-------- TEXT BLOCK --------

The importance of an integrated bereavement strategy for businesses
Prior to the pandemic, 1 in 10 employees at any time are likely to be affected by bereavement, so, with this rising in 2020, how can employers offer support to team members returning to the office, or working remotely?
Now is the time for businesses to respond proactively to acknowledging bereavement in the workplace, go one step further in reaching out to those not in the workplace, implement innovative and caring active policies and procedures, plan for professional training, and establish a compassionate, caring and supportive environment where grief and grieving are acceptable.
Bereavement Guidelines for Policy & Procedures
Acknowledge that employees will be touched by grief in some capacity as result of the pandemic. Be aware of the types and scale of death, and the impact social distancing measures have had on families grief. Address the situation and make it known that your organisation is empathetic and supportive, and encourage open conversations.
If a team member has been bereaved, ensure respectful and timely discussions have taken place before return, on return and going forward. Sometimes the circumstances around a death can be personal, so check with the staff member what they are comfortable sharing.
Ensure professional counselling is available for your team.. Consider different support organisations to signpost to that would suit the needs of your staff members. Offer helpline numbers that can offer advice. Grief Encounter’s free and confidential helpline, grieftalk, is open 9am – 9pm weekdays on 0808 802 0111.
‘It’s okay not to be okay’. Grief does not have a finite end; be flexible, considerate and understanding with their workload, and shift patterns. Let them know you understand that grief isn’t over in any set time.
It is always better to acknowledge the death rather than ignore it; encourage colleagues to talk with the staff member, and not shut down any conversations. Have regular catch ups. Be sensitive to milestones including date of death, birthdays and anniversaries, and any time off that is needed.
Training Line Managers or upskilling mental health champions within the organisation in best practice bereavement support, can give confidence to support reports to the best of their ability.
Spotting the Signs
With a high percentage of staff still working remotely, how do we spot the signs that they are not coping with their grief? Training staff will help them spot signals such as:
- Taking longer to respond to emails or answer the phone
- Turning off video when speaking to team members
- Declining invitations to team meetings
- Unusual or no reply to emails or text messages
More than ever, it is imperative we create a workplace culture that openly talks about death and grief, supporting one another and recognising the impact that death has and continues to have on the mental wellbeing of employees.

-------- EXTRACTED ENTRIES --------

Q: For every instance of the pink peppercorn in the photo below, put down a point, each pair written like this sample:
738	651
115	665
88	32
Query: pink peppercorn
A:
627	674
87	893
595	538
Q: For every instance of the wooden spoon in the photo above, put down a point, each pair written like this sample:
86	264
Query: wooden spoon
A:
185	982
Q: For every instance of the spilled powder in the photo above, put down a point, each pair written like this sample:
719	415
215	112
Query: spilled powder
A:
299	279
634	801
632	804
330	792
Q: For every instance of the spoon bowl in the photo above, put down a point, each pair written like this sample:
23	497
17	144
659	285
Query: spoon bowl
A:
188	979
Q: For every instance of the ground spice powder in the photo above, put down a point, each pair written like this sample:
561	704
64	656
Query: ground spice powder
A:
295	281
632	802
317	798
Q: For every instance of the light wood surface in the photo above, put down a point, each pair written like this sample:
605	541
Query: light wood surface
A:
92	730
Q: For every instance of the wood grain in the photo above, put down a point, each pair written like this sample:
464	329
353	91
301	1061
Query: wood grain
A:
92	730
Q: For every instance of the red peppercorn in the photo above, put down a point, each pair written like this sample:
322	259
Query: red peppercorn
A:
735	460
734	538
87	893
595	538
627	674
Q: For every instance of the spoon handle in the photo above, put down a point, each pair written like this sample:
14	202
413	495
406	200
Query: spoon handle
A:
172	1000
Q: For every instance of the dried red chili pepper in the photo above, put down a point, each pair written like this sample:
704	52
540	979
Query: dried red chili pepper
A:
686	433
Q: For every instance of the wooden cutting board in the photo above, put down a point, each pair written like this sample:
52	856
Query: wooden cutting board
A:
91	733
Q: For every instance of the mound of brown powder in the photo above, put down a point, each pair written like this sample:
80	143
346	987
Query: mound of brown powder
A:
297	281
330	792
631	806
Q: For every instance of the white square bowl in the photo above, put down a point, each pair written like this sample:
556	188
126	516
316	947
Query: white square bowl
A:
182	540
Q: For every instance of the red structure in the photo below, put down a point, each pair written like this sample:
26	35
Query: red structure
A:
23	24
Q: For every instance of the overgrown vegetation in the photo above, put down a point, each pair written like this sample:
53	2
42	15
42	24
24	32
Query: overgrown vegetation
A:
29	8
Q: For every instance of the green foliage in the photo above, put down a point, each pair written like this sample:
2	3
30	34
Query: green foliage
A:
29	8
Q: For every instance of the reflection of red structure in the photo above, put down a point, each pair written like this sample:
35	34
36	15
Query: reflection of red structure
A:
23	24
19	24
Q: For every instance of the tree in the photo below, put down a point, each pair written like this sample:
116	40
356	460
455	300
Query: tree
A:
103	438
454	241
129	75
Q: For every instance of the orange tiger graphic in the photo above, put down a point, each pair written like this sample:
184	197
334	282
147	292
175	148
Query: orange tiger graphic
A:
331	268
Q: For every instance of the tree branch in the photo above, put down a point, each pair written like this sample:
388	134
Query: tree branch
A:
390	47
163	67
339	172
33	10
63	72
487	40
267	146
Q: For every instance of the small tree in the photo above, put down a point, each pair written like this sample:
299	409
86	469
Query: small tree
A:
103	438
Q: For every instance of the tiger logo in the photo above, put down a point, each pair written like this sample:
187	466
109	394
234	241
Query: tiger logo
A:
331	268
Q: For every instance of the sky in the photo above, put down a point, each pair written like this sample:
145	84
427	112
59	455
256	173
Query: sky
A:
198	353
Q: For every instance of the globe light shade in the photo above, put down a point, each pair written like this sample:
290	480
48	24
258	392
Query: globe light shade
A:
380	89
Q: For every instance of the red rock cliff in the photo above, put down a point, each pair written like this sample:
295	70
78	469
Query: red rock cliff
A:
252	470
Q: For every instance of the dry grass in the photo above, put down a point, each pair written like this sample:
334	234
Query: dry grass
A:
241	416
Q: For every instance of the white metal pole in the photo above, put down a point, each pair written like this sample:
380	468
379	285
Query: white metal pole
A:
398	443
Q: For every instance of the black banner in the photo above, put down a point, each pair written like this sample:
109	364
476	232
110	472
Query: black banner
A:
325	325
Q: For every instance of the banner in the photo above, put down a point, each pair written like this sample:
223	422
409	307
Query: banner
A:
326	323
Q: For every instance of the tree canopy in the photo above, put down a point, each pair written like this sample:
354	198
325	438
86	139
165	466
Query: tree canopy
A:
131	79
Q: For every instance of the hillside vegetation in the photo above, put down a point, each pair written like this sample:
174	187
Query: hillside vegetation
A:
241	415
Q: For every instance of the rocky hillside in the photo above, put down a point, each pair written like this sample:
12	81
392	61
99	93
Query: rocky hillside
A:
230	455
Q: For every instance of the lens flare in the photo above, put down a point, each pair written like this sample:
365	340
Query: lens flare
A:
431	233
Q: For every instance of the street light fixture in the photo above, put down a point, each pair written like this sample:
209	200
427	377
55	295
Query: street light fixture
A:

--------

TASK DESCRIPTION: According to the article on bereavement strategy, when is the grieftalk helpline open? The listing can be set aside here.

THE ANSWER: 9am – 9pm on weekdays.